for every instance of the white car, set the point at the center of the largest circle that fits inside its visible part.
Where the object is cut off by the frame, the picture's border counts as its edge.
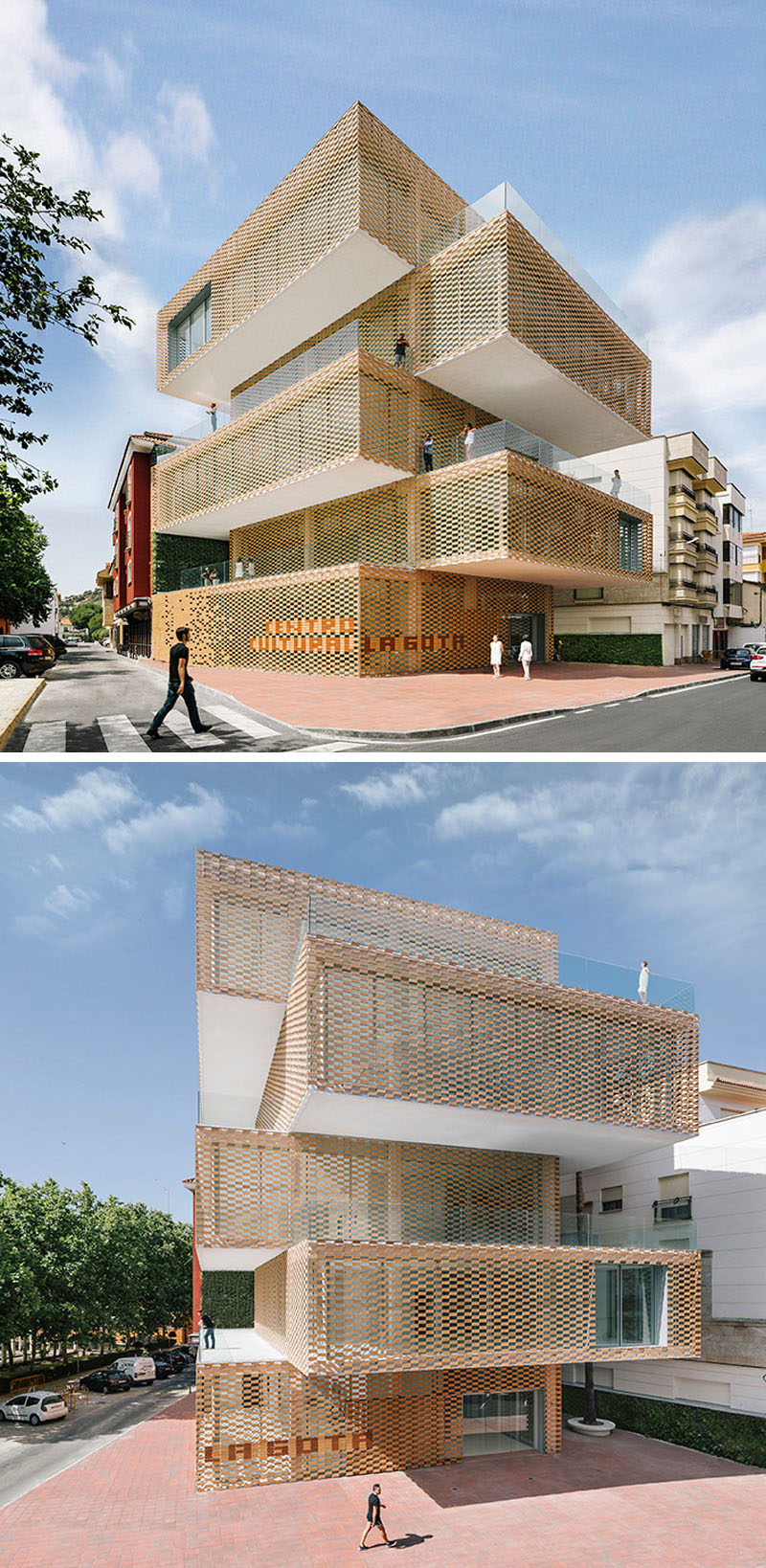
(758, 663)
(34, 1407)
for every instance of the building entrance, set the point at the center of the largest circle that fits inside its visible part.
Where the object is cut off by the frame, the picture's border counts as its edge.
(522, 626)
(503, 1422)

******************************

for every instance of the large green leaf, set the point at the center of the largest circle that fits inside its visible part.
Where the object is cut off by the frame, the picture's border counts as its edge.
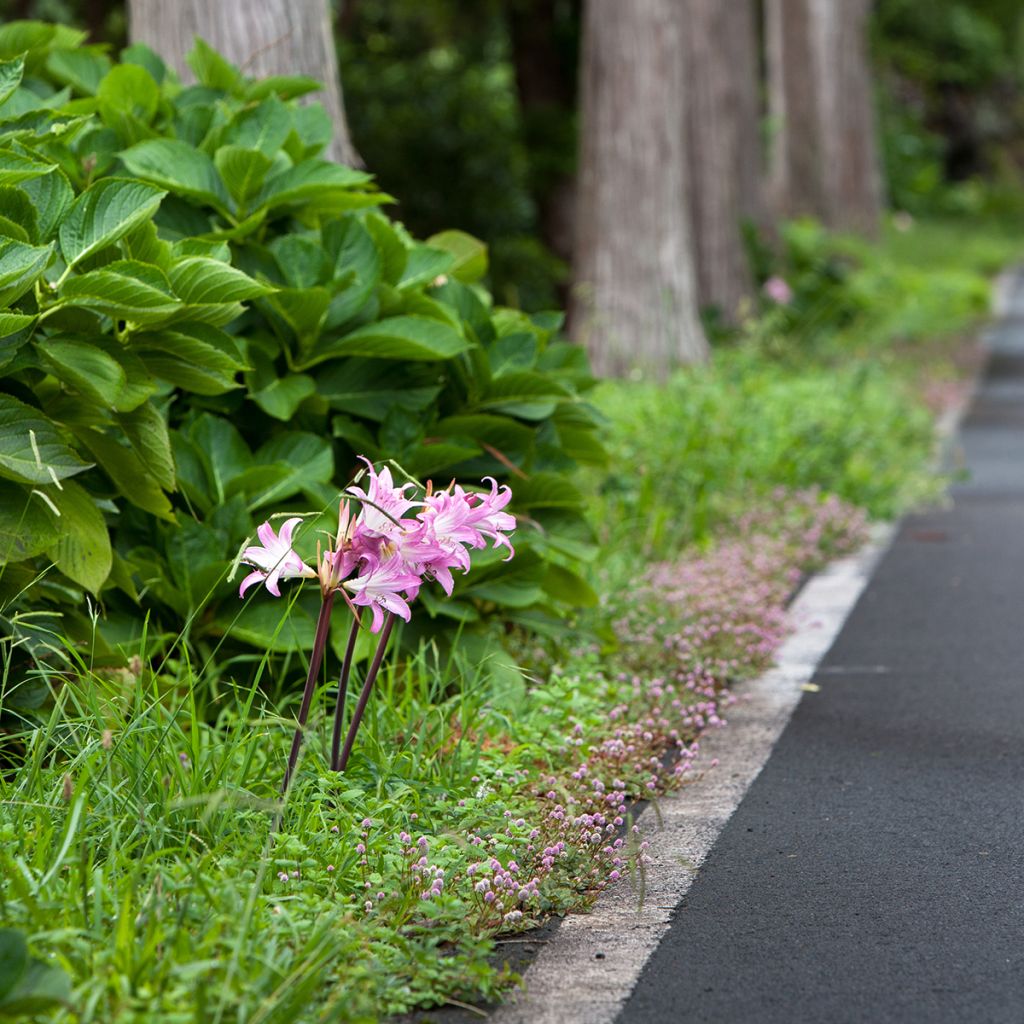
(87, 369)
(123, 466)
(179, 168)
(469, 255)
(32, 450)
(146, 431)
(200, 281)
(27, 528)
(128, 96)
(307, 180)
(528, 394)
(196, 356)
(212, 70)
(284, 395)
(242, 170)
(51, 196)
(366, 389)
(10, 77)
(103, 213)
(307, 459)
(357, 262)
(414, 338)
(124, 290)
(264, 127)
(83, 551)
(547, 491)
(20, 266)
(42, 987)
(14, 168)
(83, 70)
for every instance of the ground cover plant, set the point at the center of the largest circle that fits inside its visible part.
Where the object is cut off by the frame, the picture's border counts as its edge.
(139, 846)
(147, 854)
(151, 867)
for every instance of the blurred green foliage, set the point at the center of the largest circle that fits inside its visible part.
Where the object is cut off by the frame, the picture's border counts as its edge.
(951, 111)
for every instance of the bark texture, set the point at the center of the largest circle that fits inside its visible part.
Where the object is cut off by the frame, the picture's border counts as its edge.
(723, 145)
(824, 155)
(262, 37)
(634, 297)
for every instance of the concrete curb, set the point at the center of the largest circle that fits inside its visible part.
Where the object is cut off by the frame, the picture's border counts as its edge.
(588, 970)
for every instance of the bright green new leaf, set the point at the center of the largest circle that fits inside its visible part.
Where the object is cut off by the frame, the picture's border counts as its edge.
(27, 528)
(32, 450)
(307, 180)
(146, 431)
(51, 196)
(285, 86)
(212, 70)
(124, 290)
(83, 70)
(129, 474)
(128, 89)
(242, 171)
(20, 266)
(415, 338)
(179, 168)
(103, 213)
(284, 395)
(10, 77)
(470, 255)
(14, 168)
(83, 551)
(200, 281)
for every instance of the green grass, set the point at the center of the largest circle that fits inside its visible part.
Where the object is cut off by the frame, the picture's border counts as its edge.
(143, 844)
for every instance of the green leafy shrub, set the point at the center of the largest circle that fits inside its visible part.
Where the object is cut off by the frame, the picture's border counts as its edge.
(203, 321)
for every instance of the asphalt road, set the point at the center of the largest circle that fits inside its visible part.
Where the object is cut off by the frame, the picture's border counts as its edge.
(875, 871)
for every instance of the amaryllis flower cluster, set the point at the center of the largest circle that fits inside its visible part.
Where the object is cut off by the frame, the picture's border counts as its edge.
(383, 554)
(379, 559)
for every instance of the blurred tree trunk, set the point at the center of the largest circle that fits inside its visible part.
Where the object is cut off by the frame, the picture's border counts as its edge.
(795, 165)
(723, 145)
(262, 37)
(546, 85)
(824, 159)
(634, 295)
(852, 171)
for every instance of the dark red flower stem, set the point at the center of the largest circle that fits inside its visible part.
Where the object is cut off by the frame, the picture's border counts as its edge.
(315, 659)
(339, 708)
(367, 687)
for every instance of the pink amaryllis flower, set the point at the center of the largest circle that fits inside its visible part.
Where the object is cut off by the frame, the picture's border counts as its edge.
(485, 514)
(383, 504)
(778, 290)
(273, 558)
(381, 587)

******************************

Find every line above that contains the word "green" and copy each of those lines in full. Case counts.

for every instance of the large green leaf, set the point at the center of the largest circle that fits inside its visible part.
for every instance of the blurred green foliage, set the point at the center of the largest circle that fits inside its visible part.
for every instance of the bright green new leaf, set the point at the center of the largest circle that fits inside its visible part.
for every instance of the green grass, set the point at the center of the largest circle that fits inside its visible part.
for every instance of the green leafy shrub, set the point at the center of the largest circle that fits inside its visible part.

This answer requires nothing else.